[Supplied records]:
- - -
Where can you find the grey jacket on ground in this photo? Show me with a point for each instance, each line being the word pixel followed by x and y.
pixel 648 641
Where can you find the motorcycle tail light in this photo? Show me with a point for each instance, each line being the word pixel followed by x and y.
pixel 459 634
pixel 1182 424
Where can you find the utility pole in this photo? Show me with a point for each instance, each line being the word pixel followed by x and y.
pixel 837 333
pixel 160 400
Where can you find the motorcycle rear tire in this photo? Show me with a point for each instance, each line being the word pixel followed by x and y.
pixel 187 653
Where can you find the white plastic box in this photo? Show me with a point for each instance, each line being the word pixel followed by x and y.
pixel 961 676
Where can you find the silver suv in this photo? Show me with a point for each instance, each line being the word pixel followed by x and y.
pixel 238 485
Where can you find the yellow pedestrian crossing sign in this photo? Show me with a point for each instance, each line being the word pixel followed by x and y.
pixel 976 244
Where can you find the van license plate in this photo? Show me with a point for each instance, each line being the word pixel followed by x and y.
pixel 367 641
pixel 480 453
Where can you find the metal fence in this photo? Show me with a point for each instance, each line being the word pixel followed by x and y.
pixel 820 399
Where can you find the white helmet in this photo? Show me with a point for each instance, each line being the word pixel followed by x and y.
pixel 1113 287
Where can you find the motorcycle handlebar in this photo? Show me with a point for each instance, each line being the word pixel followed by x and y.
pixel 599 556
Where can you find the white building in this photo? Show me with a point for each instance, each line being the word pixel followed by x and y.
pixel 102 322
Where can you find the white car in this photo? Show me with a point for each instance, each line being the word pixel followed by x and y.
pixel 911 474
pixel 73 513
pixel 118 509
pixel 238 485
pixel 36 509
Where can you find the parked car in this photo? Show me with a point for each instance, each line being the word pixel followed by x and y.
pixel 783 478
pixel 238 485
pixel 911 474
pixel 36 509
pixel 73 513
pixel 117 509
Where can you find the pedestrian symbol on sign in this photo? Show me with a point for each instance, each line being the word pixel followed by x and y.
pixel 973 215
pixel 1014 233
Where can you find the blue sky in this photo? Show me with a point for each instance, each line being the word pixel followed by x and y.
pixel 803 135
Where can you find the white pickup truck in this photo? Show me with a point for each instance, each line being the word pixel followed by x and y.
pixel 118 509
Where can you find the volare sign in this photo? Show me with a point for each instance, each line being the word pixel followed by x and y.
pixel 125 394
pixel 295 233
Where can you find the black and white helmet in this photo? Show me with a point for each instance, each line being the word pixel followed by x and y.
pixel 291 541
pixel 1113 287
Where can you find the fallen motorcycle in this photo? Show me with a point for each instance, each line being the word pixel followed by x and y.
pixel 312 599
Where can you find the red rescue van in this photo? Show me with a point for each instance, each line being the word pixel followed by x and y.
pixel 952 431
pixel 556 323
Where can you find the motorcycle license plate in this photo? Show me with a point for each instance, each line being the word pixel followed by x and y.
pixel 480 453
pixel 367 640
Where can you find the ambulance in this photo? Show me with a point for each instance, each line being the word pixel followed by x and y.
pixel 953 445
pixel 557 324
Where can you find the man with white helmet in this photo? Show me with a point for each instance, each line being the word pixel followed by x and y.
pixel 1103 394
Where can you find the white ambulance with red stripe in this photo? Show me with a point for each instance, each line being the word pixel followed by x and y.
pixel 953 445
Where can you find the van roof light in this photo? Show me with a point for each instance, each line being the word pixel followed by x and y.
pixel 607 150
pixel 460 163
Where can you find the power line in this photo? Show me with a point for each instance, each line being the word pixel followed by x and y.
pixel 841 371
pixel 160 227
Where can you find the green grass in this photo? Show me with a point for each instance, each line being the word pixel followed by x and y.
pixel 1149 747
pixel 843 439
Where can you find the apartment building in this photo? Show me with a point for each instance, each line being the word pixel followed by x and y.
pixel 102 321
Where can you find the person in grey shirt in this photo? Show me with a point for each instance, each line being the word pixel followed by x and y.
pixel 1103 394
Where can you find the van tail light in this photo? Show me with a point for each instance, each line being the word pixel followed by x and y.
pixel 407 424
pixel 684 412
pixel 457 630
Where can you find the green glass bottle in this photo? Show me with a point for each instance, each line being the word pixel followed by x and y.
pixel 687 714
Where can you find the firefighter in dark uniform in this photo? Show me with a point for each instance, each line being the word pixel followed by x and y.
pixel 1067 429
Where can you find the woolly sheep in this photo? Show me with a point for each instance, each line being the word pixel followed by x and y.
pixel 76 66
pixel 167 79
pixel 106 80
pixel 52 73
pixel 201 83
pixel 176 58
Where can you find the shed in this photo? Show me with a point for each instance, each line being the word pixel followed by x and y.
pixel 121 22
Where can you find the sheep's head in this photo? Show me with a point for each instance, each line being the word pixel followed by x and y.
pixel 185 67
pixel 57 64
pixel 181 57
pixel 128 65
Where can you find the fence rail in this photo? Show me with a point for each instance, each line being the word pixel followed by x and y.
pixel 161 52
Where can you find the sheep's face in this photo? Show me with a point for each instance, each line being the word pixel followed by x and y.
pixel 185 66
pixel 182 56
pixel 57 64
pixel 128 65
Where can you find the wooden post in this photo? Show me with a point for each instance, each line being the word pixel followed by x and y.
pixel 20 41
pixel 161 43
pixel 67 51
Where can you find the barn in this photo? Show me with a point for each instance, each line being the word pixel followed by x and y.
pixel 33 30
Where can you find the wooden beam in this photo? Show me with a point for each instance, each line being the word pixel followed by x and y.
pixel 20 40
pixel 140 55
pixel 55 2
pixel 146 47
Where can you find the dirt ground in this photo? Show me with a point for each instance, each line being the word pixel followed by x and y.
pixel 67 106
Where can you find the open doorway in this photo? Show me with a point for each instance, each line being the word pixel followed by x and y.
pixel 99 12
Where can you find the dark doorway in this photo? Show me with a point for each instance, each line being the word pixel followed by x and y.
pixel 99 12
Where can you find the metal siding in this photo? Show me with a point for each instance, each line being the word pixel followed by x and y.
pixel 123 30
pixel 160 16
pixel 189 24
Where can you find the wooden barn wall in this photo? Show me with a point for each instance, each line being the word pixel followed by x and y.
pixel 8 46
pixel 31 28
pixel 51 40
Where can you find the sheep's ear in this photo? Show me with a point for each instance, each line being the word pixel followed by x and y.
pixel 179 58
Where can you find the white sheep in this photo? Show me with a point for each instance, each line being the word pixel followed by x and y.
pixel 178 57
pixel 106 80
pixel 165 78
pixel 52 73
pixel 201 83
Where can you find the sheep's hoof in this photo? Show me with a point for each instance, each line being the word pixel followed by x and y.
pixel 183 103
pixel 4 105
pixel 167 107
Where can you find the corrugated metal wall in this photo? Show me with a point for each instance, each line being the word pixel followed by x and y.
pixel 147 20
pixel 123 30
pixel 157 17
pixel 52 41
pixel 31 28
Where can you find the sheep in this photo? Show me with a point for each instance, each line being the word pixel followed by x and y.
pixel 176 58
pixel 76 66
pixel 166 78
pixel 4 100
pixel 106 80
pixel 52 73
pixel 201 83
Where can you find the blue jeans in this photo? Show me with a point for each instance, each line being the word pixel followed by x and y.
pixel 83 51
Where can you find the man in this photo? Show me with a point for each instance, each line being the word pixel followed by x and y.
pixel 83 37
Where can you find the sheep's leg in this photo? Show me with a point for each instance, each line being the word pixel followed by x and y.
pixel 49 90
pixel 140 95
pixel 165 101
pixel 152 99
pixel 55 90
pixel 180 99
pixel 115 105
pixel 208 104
- - -
[Short task]: Rewrite the listing above with every occurrence of "for each instance" changed to "for every instance", leaving all other text unchanged.

[Written answer]:
Where can you find the grey jacket on ground in this photo? Show me with a point for every instance, each line being the word pixel followed by x and y.
pixel 648 641
Where can you find the motorcycle tail light in this photo? Show me with a point for every instance, each line being the word pixel followed by x and y.
pixel 459 634
pixel 1182 424
Where can you find the utility pole in this photo? Show me with a point for every instance, each line being the word pixel followed by x and y.
pixel 837 333
pixel 160 400
Where can you find the motorcycle rear tire in this photo? Show me with a point for every instance, each line being the word pixel followed by x and y.
pixel 187 653
Where can you find the white plastic box in this photo? Show me with a point for every instance, each line being the word pixel followed by x and y.
pixel 961 676
Where can you find the silver suv in this photo? Show me with a point for every instance, each line being the word pixel followed by x and y.
pixel 238 485
Where can you find the yellow pedestrian crossing sign in this photo? Show me with a point for every instance, each line being the word pixel followed by x and y.
pixel 976 244
Where can you find the van license plate in this photo? Show me with a point for every instance, each line being the word pixel followed by x and y.
pixel 367 641
pixel 480 453
Where can you find the metal fence in this photo? Show me with a point for every instance, each line being the word pixel followed by x and y.
pixel 820 399
Where can you find the white helmet in this photo? Show me with a point for every instance, each line being the word pixel followed by x and y.
pixel 1113 287
Where can you find the motorcycle handlebar in this photo? Show me with a point for every instance, each line being the word pixel followed by x and y.
pixel 599 556
Where can you find the white building in this photo? Show me with a point for every instance, each line being the word pixel followed by x and y.
pixel 102 322
Where can you find the white car in this photo? Show me with a point for every instance, each line being the word pixel followed by x and y.
pixel 911 474
pixel 73 513
pixel 118 509
pixel 238 485
pixel 36 509
Where can you find the parked car in this photo? Show me with a point for every instance, each line being the word pixel followed by x and y.
pixel 783 478
pixel 238 485
pixel 911 474
pixel 36 509
pixel 73 513
pixel 117 509
Where can you find the pedestrian symbol on sign in this photo? Show me with a point for every instance, each line being the word pixel followed by x and y.
pixel 973 215
pixel 1014 233
Where can you find the blue sky in this photo? Show me with a point for every instance, each line being the word pixel followed by x and y.
pixel 803 135
Where can you find the white pickup truck in this photo? Show me with a point for every instance, each line being the word pixel followed by x and y.
pixel 118 509
Where can you find the volare sign in this photo? Show me with a point for every instance, each line being the word pixel followed by x and y.
pixel 125 394
pixel 295 233
Where can you find the black and white helmet in this photo? Show me with a point for every instance, each line being the word pixel followed by x and y.
pixel 291 541
pixel 1113 287
Where can you find the fallen motorcycle in this photo? Show me with a point for every instance, each line being the word pixel followed by x and y.
pixel 312 599
Where can you find the red rescue van in this photo? Show me with a point for every instance, each line being the word pixel followed by x and y.
pixel 952 431
pixel 556 323
Where can you find the motorcycle license plate in this photo? Show me with a point for every instance, each line being the word pixel followed by x and y.
pixel 480 453
pixel 367 640
Where can you find the ambulance in this photo? Show me with a point for every instance, each line being the word pixel followed by x and y.
pixel 953 445
pixel 557 324
Where can you find the man with white helmet in this photo? Show me with a point for every instance, each line being the word pixel followed by x and y.
pixel 1103 394
Where can you find the white ambulance with red stripe in this photo? Show me with a point for every instance, each line being the word pixel followed by x and y.
pixel 953 445
Where can you find the van roof light in this photo? Show me with a point for every instance, each line being the word pixel followed by x and y.
pixel 607 150
pixel 460 163
Where can you find the power line in this photo? Show me with a point for every instance, each line being the word pixel followed by x and y.
pixel 841 371
pixel 160 227
Where can you find the green grass in this photo? Show me with a point for every instance, each line being the word pixel followed by x and y.
pixel 1149 747
pixel 843 439
Where can you find the apartment building in this photo? Show me with a point for every instance, each line being the word pixel followed by x and y.
pixel 102 321
Where can you find the person in grey shirt in this photo? Show me with a point for every instance, each line being the word pixel followed by x and y.
pixel 1103 394
Where can you find the van tail light in this photo? Show me with a point for every instance, each line being the word pixel followed by x and y.
pixel 407 424
pixel 684 412
pixel 457 630
Where can you find the green glass bottle in this photo? Show me with a point for every instance, each line being the word pixel followed by x and y.
pixel 687 714
Where can you find the firefighter in dark uniform in this photo? Show me with a point for every instance, each line being the word pixel followed by x and y.
pixel 1067 429
Where can you find the woolly sheep in this photo? Show me with a point for every instance, each line being the word pixel followed by x and y.
pixel 76 66
pixel 167 79
pixel 106 80
pixel 52 73
pixel 201 83
pixel 176 58
Where can you find the shed in this photo? Show me with a point for every instance, each line being the word pixel followed by x and y.
pixel 121 22
Where can you find the sheep's head in this photo? Show me with a point for every instance, each line being the word pixel followed by x and y.
pixel 185 67
pixel 57 64
pixel 181 57
pixel 128 65
Where can you find the fence rail in this photo? Show me with a point for every instance, each line being the word pixel followed by x and y.
pixel 161 52
Where can you find the sheep's face in this photo? Show me with a point for every instance, each line being the word pixel followed by x and y.
pixel 185 66
pixel 182 56
pixel 57 64
pixel 128 65
Where can you find the wooden post in this photo? Show me with a point for every instance, each line being the word pixel followed by x and y.
pixel 20 41
pixel 161 43
pixel 67 51
Where can you find the barn in this photo? Show me with a point for every instance, each line being the word pixel followed by x and y.
pixel 33 30
Where can you find the wooden beam in this photo? Show me with a point for every instance, each line being the word pixel followed by x and y.
pixel 20 40
pixel 140 55
pixel 55 2
pixel 146 47
Where can you find the dirt ground in this photo? Show me with a point for every instance, each line being the word pixel followed by x and y.
pixel 67 106
Where can you find the open doorway in this photo? Show me with a point for every instance, each line being the word pixel followed by x and y.
pixel 99 12
Where can you find the dark doorway in this photo? Show me with a point for every instance, each line being the word pixel followed by x and y.
pixel 99 12
Where can you find the metal siding in this photo? Show me with a point for every instance, each line being the word pixel followed by x and y.
pixel 123 30
pixel 160 16
pixel 189 24
Where can you find the wooden barn wall in this photo? Show me with a point for every instance, each line being the word pixel followed by x and y.
pixel 8 46
pixel 31 28
pixel 51 40
Where can you find the sheep's ear in this photo? Show me with a point for every instance, each line being the word pixel followed by x and y.
pixel 179 58
Where can you find the white sheep in this photo? Show me with a point for every instance, each line being the word pixel followed by x and y.
pixel 178 57
pixel 106 80
pixel 165 78
pixel 52 73
pixel 201 83
Where can you find the sheep's hoof in this photo? Show me with a point for every instance, each line being the word pixel followed by x and y.
pixel 183 103
pixel 4 105
pixel 167 107
Where can you find the corrugated metal wall in this photo? Show me with a point for every instance, each line being the word pixel followed by x and y.
pixel 147 20
pixel 123 30
pixel 157 17
pixel 52 41
pixel 31 28
Where can you find the sheep in this photo? Show me with a point for every instance, each line being the word pixel followed by x and y.
pixel 176 58
pixel 76 66
pixel 166 78
pixel 4 100
pixel 106 80
pixel 52 73
pixel 201 83
Where can you find the blue jeans in this photo? Show me with a point for every instance, each line being the word pixel followed by x and y.
pixel 83 51
Where can you find the man in this photo? Show me with a point for every instance, each line being the word pixel followed by x and y.
pixel 83 37
Where can you find the sheep's leg in this photo? Show me with a point for every instance, each line being the word pixel followed by x and y.
pixel 49 90
pixel 140 95
pixel 165 101
pixel 152 99
pixel 55 90
pixel 180 99
pixel 115 105
pixel 208 104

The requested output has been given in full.